--- start Provided material ---

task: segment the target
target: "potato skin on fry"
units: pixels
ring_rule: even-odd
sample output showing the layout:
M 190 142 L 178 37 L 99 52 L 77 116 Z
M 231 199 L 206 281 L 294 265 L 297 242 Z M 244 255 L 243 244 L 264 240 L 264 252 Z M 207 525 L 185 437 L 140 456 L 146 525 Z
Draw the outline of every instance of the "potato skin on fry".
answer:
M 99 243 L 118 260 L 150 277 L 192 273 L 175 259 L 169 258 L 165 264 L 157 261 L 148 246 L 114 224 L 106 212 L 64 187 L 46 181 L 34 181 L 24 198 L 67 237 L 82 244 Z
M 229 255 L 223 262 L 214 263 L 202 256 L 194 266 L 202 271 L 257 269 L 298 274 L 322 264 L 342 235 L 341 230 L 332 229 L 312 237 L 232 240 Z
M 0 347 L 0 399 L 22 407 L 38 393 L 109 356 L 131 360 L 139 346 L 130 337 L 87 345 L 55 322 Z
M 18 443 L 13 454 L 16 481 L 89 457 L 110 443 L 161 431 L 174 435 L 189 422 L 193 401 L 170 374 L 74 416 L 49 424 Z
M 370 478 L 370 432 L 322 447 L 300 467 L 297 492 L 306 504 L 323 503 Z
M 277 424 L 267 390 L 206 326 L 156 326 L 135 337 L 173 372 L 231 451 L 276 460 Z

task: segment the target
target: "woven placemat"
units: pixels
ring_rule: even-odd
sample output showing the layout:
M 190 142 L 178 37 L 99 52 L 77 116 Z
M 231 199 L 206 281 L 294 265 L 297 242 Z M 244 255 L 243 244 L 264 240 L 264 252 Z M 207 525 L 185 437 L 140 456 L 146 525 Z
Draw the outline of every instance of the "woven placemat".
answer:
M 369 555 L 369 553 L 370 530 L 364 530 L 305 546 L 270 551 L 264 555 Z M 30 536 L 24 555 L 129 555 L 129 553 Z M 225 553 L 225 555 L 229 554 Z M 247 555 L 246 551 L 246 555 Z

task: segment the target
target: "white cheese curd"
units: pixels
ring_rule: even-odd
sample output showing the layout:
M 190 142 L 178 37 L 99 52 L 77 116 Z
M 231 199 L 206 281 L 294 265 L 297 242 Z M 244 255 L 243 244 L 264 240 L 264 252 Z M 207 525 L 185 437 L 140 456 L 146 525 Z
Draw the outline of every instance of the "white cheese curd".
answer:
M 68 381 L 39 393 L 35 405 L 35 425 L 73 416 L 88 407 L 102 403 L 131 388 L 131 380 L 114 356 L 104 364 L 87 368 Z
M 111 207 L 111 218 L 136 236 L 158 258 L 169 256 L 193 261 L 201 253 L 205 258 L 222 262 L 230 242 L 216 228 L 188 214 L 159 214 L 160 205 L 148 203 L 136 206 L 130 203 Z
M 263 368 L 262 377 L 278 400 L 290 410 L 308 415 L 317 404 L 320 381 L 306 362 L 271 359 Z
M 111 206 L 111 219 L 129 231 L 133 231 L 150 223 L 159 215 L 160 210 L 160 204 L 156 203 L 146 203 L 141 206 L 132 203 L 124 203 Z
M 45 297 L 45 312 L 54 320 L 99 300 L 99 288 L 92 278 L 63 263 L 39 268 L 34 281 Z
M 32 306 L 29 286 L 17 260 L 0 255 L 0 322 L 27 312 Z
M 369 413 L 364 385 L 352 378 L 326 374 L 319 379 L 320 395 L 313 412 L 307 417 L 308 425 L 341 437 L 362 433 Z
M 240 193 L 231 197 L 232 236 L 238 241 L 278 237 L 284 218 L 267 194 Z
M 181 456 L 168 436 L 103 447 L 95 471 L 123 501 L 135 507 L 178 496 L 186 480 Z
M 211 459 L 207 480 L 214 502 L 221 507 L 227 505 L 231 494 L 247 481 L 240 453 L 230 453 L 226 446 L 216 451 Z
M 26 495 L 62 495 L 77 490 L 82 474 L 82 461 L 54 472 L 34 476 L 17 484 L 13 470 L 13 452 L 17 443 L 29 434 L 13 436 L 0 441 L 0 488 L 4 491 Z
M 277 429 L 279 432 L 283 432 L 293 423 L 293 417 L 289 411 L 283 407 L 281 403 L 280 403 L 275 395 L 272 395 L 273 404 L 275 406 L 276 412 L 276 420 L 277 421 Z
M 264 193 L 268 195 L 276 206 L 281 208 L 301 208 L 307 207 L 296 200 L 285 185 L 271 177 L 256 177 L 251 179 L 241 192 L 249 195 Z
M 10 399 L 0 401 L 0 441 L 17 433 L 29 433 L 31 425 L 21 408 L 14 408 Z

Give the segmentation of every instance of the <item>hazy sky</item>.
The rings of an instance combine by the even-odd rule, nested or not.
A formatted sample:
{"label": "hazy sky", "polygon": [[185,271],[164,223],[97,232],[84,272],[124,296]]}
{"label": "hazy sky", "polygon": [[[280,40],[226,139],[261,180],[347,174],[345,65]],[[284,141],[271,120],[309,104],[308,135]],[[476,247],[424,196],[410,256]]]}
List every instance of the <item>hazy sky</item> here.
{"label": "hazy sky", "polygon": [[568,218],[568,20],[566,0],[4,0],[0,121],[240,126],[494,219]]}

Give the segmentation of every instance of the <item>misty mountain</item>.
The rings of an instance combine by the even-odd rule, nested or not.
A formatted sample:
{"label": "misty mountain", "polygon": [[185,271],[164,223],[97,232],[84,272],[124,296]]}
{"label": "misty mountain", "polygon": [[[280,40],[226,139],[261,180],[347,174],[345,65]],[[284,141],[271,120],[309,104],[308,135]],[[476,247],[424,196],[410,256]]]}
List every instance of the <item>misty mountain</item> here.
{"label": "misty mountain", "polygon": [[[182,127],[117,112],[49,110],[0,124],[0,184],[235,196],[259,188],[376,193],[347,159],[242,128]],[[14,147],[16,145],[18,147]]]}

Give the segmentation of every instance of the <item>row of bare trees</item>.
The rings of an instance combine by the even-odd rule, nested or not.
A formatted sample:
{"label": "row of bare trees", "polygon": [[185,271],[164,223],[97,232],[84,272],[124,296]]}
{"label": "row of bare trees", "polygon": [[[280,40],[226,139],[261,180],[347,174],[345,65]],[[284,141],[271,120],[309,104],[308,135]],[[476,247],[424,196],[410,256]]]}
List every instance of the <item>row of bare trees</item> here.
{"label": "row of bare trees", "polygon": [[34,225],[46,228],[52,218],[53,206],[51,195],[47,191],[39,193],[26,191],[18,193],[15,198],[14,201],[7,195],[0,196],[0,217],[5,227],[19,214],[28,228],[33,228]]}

--- end Provided material ---

— Given task —
Copy out everything from the line containing "Give the segmentation of every instance of the <item>misty" down to the end of the listing, both ends included, without changing a character.

— Written solution —
Give the segmentation of every instance of the <item>misty mountain</item>.
The rings of an instance combine by the even-odd rule, nested or not.
A formatted sample:
{"label": "misty mountain", "polygon": [[185,271],[164,223],[97,232],[84,272],[124,296]]}
{"label": "misty mountain", "polygon": [[[280,40],[226,139],[261,180],[347,174],[345,65]],[[284,141],[271,120],[309,104],[308,135]],[[476,247],[424,196],[410,256]]]}
List every instance of the <item>misty mountain</item> here.
{"label": "misty mountain", "polygon": [[[182,127],[117,112],[49,110],[0,124],[0,184],[235,196],[259,188],[376,193],[347,159],[242,128]],[[14,147],[16,145],[18,147]]]}

Give the segmentation of every instance of the <item>row of bare trees</item>.
The rings of an instance combine by the even-odd rule, nested or not.
A formatted sample:
{"label": "row of bare trees", "polygon": [[185,271],[164,223],[97,232],[84,272],[124,296]]}
{"label": "row of bare trees", "polygon": [[[280,40],[226,139],[261,180],[347,174],[345,65]],[[284,141],[271,120],[309,104],[308,135]],[[476,247],[424,196],[410,256]]]}
List every instance of the <item>row of bare trees</item> here.
{"label": "row of bare trees", "polygon": [[34,225],[46,228],[52,218],[53,206],[51,195],[47,191],[39,193],[26,191],[18,193],[15,198],[14,201],[7,195],[0,196],[0,217],[5,227],[19,214],[28,228],[33,228]]}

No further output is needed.